=== Text shown ===
Hey @rresendepinto ! I just added the SGE
profile to the workflow on a new branch sge_profile! If you could checkout the branch and tell me if everything is running as you'd expect that would be great, since we don't have access to any machines running SGE
as @hoelzer said.
You can activate the SGE
profile by adding -profile sge,singularity
, -profile sge,conda
or -profile sge,docker
to your nextflow call depending on which container engine you would like to use!
Thx @fischer-hub for the fast fix!
@rresendepinto you can also pull and run the new code on the branch easily via
nextflow pull hoelzer/poseidon
nextflow run hoelzer/poseidon -r sge_profile ...
Hi! I tried the new version but I think there was a conflict with SGE.
Error executing process > 'check_fasta_format (1)'
Caused by:
Failed to submit process to grid scheduler for execution
Command executed:
qsub -terse .command.run
Command exit status:
1
Command output:
Unable to run job: denied: host "compute-0-12.local" is not a submit host
Exiting.
The system is CentOS 7 and the SGE version is 8.1.9.
Hi @rresendepinto , sadly I can not test this but from your command output I'm wondering wether you are executing the pipeline from a compute node:
Unable to run job: denied: host "compute-0-12.local" is not a submit host
In that case could you try running the pipeline from a node where the qsub
command is available? (e.g. the clusters head node)
The nextflow documentation mentions this for SGE
:
Nextflow manages each process as a separate grid job that is submitted to the cluster by using the qsub command.
=== Dataset excerpt ===
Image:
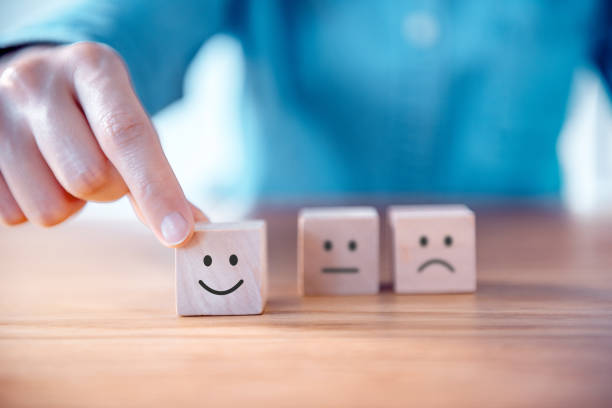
===
Task: Write the next part of the forum thread about running the pipeline on SGE, picking up after its last sentence. The data here is separate material with no connection to the text.

Answer to the exercise:
Being so, the pipeline must be launched from a node where the qsub command is available, that is, in a common usage scenario, the cluster head node.
Nextflow will then submit the individual processes to the compute nodes itself :)
It just hangs indefinitely in the clusters head node. I can't figure out why.
Hi! Could you post the command you used and maybe the .nextflow.log file? At what point does the pipeline stop running?
Command:
NXF_JAVA_HOME=/home/rpinto/Documents/bin/jre1.8.0_321 NXF_VER=20.09.0-edge nextflow run hoelzer/poseidon -r sge_profile --fasta poseidon/test_data/bats_mx1_small.fasta --cores 4 -profile sge,singularity >> qsub2.out &
Nextflow log file nextflow_0703.log
This is the output:
Tree root species: NA Reference species: NA
Use KH-insignificant breakpoints: no
[- ] process > check_fasta_format - [- ] process > translatorx - [- ] process > check_aln -
[- ] process > check_fasta_format - [- ] process > translatorx - [- ] process > check_aln - [- ] process > remove_gaps - [- ] process > raxml_nt - [- ] process > raxml_aa - [- ] process > raxml2drawing - [- ] process > nw_display - [- ] process > barefoot - [- ] process > model_selection - [- ] process > gard_detect - ________________________ Execution status: failed Results are reported here: results/<prefix_of_your_fasta>/html/full_aln/index.html
No results folder is created
Thanks @rresendepinto ! Your command seems fine to me, works as expected (with slurm). However I noticed you are running Nextflow version 20.09.0-edge, you can update your Nextflow installation to version 21.10.6 with nextflow self-update
. Maybe that will already fix the issue. Otherwise I'm not quite sure whats going on, did you successfully run other nextflow pipelines in the past already? Also, is there anything interesting in the qsub.out
log files?
Btw, do you see any of the singularity images being downloaded?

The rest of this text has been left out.